* [WRITTEN PROBLEM]
Retype the listing below word for word, keeping every line as it appears.

* [MATERIAL PROVIDED]
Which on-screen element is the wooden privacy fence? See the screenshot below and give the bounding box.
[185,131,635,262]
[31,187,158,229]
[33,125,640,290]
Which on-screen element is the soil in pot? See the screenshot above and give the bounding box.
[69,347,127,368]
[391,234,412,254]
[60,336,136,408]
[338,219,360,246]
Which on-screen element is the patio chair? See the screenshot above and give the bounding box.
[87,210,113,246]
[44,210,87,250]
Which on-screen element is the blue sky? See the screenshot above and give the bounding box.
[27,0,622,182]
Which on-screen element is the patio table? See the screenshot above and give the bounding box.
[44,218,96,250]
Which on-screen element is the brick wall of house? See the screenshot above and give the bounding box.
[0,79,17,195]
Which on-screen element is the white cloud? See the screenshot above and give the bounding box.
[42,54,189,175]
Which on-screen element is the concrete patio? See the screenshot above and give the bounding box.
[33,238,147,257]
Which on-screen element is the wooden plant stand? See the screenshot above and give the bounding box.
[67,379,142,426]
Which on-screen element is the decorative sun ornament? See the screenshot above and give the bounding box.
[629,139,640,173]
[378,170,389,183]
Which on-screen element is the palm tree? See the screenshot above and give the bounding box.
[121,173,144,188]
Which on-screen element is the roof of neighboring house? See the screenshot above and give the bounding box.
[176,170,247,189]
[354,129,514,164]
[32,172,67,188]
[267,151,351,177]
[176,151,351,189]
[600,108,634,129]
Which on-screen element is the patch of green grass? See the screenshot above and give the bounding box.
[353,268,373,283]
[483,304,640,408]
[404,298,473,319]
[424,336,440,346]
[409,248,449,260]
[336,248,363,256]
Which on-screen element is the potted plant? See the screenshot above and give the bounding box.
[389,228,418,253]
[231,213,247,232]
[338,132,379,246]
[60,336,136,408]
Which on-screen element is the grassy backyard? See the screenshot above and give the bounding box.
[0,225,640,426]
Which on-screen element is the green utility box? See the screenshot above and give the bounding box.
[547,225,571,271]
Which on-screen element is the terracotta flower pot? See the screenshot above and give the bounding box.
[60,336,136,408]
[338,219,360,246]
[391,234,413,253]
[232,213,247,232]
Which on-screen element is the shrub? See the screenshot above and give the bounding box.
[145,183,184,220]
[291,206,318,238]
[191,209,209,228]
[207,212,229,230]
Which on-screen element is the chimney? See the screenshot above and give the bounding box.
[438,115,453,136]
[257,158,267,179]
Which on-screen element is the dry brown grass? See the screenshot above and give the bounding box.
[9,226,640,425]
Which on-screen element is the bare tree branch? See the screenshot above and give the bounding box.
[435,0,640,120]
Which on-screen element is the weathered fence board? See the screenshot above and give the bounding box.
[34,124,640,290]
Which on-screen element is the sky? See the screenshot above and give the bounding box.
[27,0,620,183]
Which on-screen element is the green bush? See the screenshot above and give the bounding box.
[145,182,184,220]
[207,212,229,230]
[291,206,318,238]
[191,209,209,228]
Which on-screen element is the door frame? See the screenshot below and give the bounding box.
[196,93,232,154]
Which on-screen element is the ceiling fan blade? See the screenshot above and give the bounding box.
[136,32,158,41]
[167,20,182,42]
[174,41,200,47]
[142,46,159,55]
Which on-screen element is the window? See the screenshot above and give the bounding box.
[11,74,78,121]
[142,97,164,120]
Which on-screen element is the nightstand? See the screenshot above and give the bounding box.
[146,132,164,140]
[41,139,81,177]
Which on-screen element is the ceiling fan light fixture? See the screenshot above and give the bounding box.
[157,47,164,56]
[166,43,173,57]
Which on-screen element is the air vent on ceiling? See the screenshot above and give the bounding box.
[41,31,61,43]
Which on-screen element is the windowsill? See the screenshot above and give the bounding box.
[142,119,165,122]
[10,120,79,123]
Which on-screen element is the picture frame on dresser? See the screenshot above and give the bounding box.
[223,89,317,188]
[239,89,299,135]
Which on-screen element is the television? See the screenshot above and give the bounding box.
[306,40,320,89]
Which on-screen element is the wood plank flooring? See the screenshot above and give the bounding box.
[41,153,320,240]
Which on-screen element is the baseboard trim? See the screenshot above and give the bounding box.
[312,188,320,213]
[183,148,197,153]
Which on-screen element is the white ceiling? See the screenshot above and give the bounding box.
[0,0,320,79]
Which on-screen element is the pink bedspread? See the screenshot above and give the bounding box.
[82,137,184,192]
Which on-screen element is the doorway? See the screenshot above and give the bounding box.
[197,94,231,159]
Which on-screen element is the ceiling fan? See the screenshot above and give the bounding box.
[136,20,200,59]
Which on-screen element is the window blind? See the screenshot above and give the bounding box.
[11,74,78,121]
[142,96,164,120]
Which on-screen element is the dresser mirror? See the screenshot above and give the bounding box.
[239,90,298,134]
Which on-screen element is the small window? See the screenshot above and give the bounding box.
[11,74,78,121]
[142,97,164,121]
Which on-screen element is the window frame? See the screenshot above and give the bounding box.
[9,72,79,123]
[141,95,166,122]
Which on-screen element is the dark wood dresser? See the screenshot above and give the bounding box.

* [SOLUTION]
Which on-screen element is the wooden privacy fence? See the screenshot below and give the bounding box.
[185,131,635,262]
[31,187,158,229]
[33,125,640,290]
Which on-screen element is the soil in pot? See the screenshot above and give the bounding box.
[69,347,127,368]
[391,234,412,254]
[60,336,136,408]
[338,219,360,246]
Which on-screen element is the patio chair? See the screenshot above and give the bounding box.
[87,210,113,246]
[44,210,87,250]
Which on-screen element is the blue sky? See the screenshot above and give the bounding box.
[27,0,622,182]
Which on-screen element is the patio table? See the screenshot above and give the bounding box.
[44,218,96,250]
Which on-screen element is the brick wall of house? See the screenshot above and give the bounding box.
[0,79,17,195]
Which on-screen element is the white cloud? See the screenshot above and give the bounding box.
[42,54,189,175]
Which on-screen element is the concrete patio? See the screenshot above and give the bounding box.
[33,238,147,257]
Which on-screen element is the wooden plant stand? See the screenshot above and give the bounding box.
[67,379,142,426]
Which on-screen element is the decorative sun ornament? See the screenshot above and give the bounding box.
[629,139,640,173]
[378,170,389,183]
Which on-screen element is the palm tree? See the screenshot above and give the bounding box.
[121,173,144,188]
Which on-screen element is the roof of neighboring house? See the screenshot above and give the bounding box.
[176,170,247,189]
[354,129,514,164]
[32,172,67,188]
[267,151,351,177]
[176,151,351,189]
[600,108,634,129]
Which on-screen element is the patch of green grass? See the screenshot above and give the bounding box.
[353,268,373,283]
[483,304,640,408]
[404,298,473,319]
[424,336,440,346]
[409,248,449,260]
[336,248,363,256]
Which on-screen element is the potted plant? See the screenshot above and give the bounding box.
[389,228,418,253]
[231,213,247,232]
[338,132,379,246]
[60,336,136,408]
Which on-screen element is the grassy backyard? See the screenshot above and give the bounding box.
[0,225,640,426]
Which on-screen element is the green utility box? See the screenshot above and give the bounding box.
[547,225,571,271]
Which on-screen element is the terracotta flower pot? See the screenshot above and give the bounding box.
[60,336,136,408]
[338,219,360,246]
[391,234,413,253]
[232,213,247,232]
Which on-screen element is the shrub? See the screenshot above and give the bounding box.
[145,183,184,220]
[291,206,318,238]
[191,209,209,228]
[207,212,229,230]
Which on-screen element is the chimney? See the screenshot above and give the bounding box.
[438,115,453,136]
[257,158,267,179]
Which on-screen element is the dry brown grass? See the screenshot above and give the bounding box.
[9,226,640,425]
Which on-screen element is the bare tree branch? See the screenshot above and give the bounding box.
[435,0,640,120]
Which on-screen element is the weathered fence board? See the screenshot above and give the bounding box.
[34,124,640,290]
Which on-screen element is the sky? See the screenshot above and give the bounding box.
[27,0,620,183]
Which on-screen element is the green bush? See the screenshot above and give the bounding box.
[145,182,184,220]
[207,212,229,230]
[291,206,318,238]
[191,209,209,228]
Which on-screen element is the door frame? See the screenshot below and give the bounding box.
[196,93,232,154]
Which on-screen element is the ceiling fan blade? See the screenshot above and give the bounding box.
[136,32,158,41]
[167,20,182,42]
[174,41,200,47]
[142,46,159,55]
Which on-screen element is the window? See the screenshot above and give the bounding box.
[11,74,78,121]
[142,97,164,120]
Which on-screen element is the nightstand? See the screenshot above and give the bounding box.
[146,132,164,140]
[41,139,81,177]
Which on-screen element is the ceiling fan light fixture? See the screenshot above and give the bounding box.
[157,47,164,56]
[166,43,173,57]
Which on-screen element is the air vent on ceiling? See the screenshot above and give the bounding box.
[41,31,61,43]
Which on-screen element is the windowsill? See the screenshot above and give the bounding box.
[142,119,165,122]
[10,120,79,123]
Which on-screen element is the picture frame on dresser? See the screenshot above and give the bounding box.
[223,89,317,188]
[239,89,299,135]
Which on-screen element is the television? See the screenshot above and give the bounding box.
[306,40,320,89]
Which on-screen element is the wood plank flooring? See the screenshot above and give the bounding box.
[41,153,320,240]
Which on-screen element is the baseboard trim? See the screenshot above and give the bounding box.
[312,188,320,213]
[183,148,197,153]
Which on-screen element is the white ceiling? See the screenshot above and give the bounding box.
[0,0,320,79]
Which on-screen element is the pink bedspread? See the screenshot above and give the bounding box.
[82,137,184,192]
Which on-screen element is the doorway? See the screenshot above and give the bounding box.
[197,94,231,159]
Which on-screen element is the ceiling fan? See the screenshot above and give the bounding box.
[136,20,200,59]
Which on-screen element is the window blind? See the screenshot above and give the bounding box.
[11,74,78,121]
[142,96,164,120]
Which on-screen element is the dresser mirror? See the screenshot above and give the bounding box.
[239,90,298,134]
Which on-screen element is the small window? See the screenshot above and give the bounding box.
[11,74,78,121]
[142,97,164,121]
Which on-screen element is the window frame? See the screenshot above and give the bounding box.
[9,72,79,123]
[141,95,166,122]
Which on-screen element is the dark wood dresser? See the screenshot above and give the bounding box.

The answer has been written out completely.